WRITTEN REQUEST :: The listing below should be written out exactly; please include all of it.

RECORDS FOR THE TASK ::
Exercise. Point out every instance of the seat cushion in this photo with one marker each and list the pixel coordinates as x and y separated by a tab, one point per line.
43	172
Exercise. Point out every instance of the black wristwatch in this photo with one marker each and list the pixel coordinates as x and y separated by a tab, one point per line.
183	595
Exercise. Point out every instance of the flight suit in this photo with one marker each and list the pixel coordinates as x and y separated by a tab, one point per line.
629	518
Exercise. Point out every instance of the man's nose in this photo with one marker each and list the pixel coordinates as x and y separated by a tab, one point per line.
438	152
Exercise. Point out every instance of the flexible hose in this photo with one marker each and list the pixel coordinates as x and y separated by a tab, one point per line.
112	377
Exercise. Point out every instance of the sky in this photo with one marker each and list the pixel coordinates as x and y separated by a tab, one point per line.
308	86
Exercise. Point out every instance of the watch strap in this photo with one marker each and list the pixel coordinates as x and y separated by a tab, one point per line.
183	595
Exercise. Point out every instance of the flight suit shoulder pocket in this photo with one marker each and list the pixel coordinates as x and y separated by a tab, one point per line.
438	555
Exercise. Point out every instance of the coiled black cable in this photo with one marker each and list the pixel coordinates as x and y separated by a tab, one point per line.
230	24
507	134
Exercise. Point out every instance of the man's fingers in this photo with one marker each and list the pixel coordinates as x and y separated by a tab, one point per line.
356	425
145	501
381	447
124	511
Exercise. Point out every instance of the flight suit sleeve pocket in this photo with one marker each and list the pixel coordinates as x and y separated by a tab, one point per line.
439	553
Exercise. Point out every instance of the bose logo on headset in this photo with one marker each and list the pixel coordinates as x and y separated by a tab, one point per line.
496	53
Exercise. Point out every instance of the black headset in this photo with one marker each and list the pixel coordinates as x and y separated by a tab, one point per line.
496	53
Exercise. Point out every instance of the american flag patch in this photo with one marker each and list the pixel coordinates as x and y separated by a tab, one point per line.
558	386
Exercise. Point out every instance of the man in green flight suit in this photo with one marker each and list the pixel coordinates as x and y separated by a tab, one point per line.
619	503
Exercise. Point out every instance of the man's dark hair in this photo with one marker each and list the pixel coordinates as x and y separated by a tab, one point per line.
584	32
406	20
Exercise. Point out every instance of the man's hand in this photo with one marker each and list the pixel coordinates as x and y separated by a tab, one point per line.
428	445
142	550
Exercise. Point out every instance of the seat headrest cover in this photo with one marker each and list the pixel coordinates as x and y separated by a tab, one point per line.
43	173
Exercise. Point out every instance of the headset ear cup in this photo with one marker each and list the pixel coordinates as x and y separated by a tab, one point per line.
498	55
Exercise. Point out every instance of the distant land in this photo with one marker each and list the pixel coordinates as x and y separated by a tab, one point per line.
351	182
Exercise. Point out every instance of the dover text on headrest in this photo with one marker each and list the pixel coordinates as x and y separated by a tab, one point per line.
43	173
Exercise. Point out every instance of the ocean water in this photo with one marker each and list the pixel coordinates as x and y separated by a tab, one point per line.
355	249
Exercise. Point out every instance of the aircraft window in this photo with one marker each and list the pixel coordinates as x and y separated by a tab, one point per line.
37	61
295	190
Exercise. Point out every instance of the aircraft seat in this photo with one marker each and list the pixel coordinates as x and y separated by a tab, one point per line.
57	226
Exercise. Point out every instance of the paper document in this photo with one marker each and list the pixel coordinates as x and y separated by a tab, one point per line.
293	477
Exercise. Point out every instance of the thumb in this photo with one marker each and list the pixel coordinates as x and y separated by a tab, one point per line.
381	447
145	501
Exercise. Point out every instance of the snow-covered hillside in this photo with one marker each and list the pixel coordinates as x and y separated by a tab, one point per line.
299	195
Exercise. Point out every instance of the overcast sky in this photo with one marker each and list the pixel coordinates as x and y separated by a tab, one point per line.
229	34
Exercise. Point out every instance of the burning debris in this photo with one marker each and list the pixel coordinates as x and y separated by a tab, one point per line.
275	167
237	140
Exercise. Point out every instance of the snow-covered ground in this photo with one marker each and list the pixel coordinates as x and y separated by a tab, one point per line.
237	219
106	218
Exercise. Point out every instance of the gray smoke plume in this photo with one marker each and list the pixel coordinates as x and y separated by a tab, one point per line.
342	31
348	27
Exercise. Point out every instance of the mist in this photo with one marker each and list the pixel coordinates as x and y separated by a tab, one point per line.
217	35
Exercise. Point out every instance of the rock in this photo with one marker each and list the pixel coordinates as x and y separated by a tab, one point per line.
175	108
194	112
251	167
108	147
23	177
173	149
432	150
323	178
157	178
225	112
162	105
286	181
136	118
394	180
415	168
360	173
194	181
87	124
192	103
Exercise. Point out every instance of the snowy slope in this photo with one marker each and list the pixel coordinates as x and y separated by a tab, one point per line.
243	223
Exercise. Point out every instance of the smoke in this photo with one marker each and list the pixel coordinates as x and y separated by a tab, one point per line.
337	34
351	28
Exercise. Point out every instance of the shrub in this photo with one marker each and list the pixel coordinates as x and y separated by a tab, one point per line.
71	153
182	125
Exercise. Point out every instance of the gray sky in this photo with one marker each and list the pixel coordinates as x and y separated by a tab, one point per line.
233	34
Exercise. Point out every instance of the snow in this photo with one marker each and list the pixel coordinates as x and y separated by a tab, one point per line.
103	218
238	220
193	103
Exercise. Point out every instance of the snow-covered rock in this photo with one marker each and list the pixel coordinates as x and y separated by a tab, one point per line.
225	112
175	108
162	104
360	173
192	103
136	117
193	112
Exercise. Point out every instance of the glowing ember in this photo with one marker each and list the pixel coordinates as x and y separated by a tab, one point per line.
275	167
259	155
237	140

FULL OUTPUT ::
Exercise. Point out every instance of the seat cushion in this photo with one marker each and list the pixel coordinates as x and y separated by a tab, one point per line.
43	172
Exercise. Point out every instance of the black wristwatch in this photo with one marker each and list the pixel coordinates as x and y separated by a tab, one point per line.
183	595
Exercise. Point out every instance of the flight suit in this photo with one marker each and list the pixel coordinates as x and y separated by a tab, one point per line.
629	518
Exercise. Point out every instance of the man's nose in this photo with one marker each and list the pixel coordinates as x and y separated by a tab, one point per line.
438	152
Exercise. Point out every instance of the flexible hose in this photo with one marker each and list the pixel coordinates as x and y separated by a tab, one point per line.
112	377
Exercise. Point out every instance of the sky in this photo with one marker each and list the pixel coordinates as x and y separated by a tab, one point per line.
308	86
Exercise. Point out every instance of the watch strap in this photo with one marker each and list the pixel coordinates as x and y separated by a tab, one point per line.
183	595
Exercise. Point out every instance of the flight suit shoulder pocket in this photo with one marker each and list the pixel coordinates as x and y separated by a tab, one point per line.
438	555
Exercise. Point out every instance of the coiled black cable in this photo with one marker each and list the pixel coordinates as x and y separated by a tab, one point per line.
230	24
507	134
Exercise. Point out every instance of the man's fingers in this photo with one marker each and list the pixel coordinates as x and y separated by a tab, one point per line.
356	425
145	501
381	447
124	511
Exercise. Point out every instance of the flight suit sleeve pocket in this photo with one marker each and list the pixel coordinates as x and y separated by a tab, one point per line.
439	553
Exercise. Point out every instance of the bose logo on headset in this photo with one marker each and list the pixel coordinates as x and y separated by a tab, one point per line.
496	53
Exercise. Point out every instance of the black headset in this photo with one marker each and list the pixel coordinates as x and y separated by a tab, one point per line.
496	53
Exercise. Point out every instance of the american flag patch in this photo with one marker each and list the pixel coordinates as x and y separated by a tab, one point per line.
558	386
Exercise. Point out every instance of the man in green flight suit in this photo with one marker each and list the pixel coordinates as x and y separated by a tab, one point per line.
619	503
Exercise. Point out every instance of the man's dark hair in this photo with one marker each and list the pixel coordinates as x and y separated by a tab, one point per line.
584	32
406	20
Exercise. Point out every instance of the man's hand in this photo with one marker each and list the pixel coordinates as x and y separated by a tab, one point per line.
428	445
142	550
Exercise. Point out every instance of the seat headrest cover in this photo with one marker each and list the pixel coordinates as x and y separated by a tab, one point per line.
43	173
Exercise. Point out every instance of the headset ear cup in this photo with one marker each and list the pixel coordinates as x and y separated by a tab, one point per line.
498	55
Exercise. Point out every instance of the distant land in this photo with one marker each and list the pixel coordinates as x and y separated by a tab, one point per line.
351	182
Exercise. Point out every instance of the dover text on headrest in this photo with one marker each and list the pixel coordinates as x and y separated by a tab, one point per line.
43	173
Exercise. Point out every instance of the ocean water in this photo with one marker each and list the pixel coordinates as x and y separated by a tab, one point per line.
355	249
Exercise. Point out every instance of the aircraft window in this photo with one marker each and list the pixel coordinates as x and y separated by a tab, one point per line.
37	61
295	190
Exercise. Point out every instance of the aircraft seat in this photo with one marker each and list the pixel coordinates as x and y separated by a tab, one point per line.
57	226
Exercise. Point out every instance of the paper document in this photo with one marker each and list the pixel coordinates as x and y separated by a tab, one point per line.
293	477
Exercise. Point out every instance of the thumb in this photo with one marker each and list the pixel coordinates as x and y separated by a tab, one point per line.
381	447
145	501
Exercise. Point out every instance of the snow-covered hillside in this photo with one marker each and list the pixel coordinates as x and y separated by a tab, one point per line.
299	195
Exercise. Point out every instance of the overcast sky in this photo with one marker each and list the pixel coordinates as x and y separated by a tab, one point per line.
229	34
Exercise. Point out every instance of the burning debris in this photo with one marker each and list the pixel coordinates as x and y separated by a tab, one point per line.
275	167
237	140
Exercise. Point out every instance of the snow-covered ground in this photo with one marker each and list the pixel coordinates as x and y separated by a tab, one point per line.
237	219
106	218
Exercise. Point out every instance of the gray smoke plume in this photo with one marker each and list the pixel coordinates as x and y separated by a tab, one point per line.
342	31
348	27
Exercise. Point out every instance of the mist in this photo with one marker each and list the pixel coordinates as x and y separated by a tab, one point per line.
217	35
Exercise. Point out every instance of the rock in this photo with one marker each and list the pixel coordinates as x and y separated by a tab, one point per line.
175	108
194	112
251	167
108	147
23	177
173	149
432	150
323	178
157	178
225	112
162	105
286	181
136	118
394	180
415	168
360	173
194	181
87	124
192	103
Exercise. Point out every instance of the snowy slope in this photo with one marker each and list the pixel coordinates as x and y separated by a tab, one point per line.
243	223
Exercise. Point out every instance of the smoke in this photo with one marker each and list the pixel coordinates as x and y separated by a tab, one point per line.
337	34
351	28
Exercise. Point out every instance of the shrub in this photo with one marker each and list the pixel coordinates as x and y separated by a tab, one point per line.
71	153
182	125
Exercise. Point out every instance of the gray sky in this photo with one marker each and list the pixel coordinates as x and y separated by a tab, one point per line.
233	34
Exercise. Point out every instance of the snow in this photo with one marker each and list the pixel coordinates as x and y separated by a tab, one point per line.
103	218
238	220
193	103
Exercise. Point out every instance of the snow-covered rock in this photo with one marker each and list the pixel coordinates as x and y separated by a tab, one point per line.
225	112
175	108
162	104
360	173
192	103
136	117
193	112
Exercise. Point out every instance of the glowing ember in this photo with one marker each and list the pixel coordinates as x and y separated by a tab, one point per line.
275	167
259	155
237	140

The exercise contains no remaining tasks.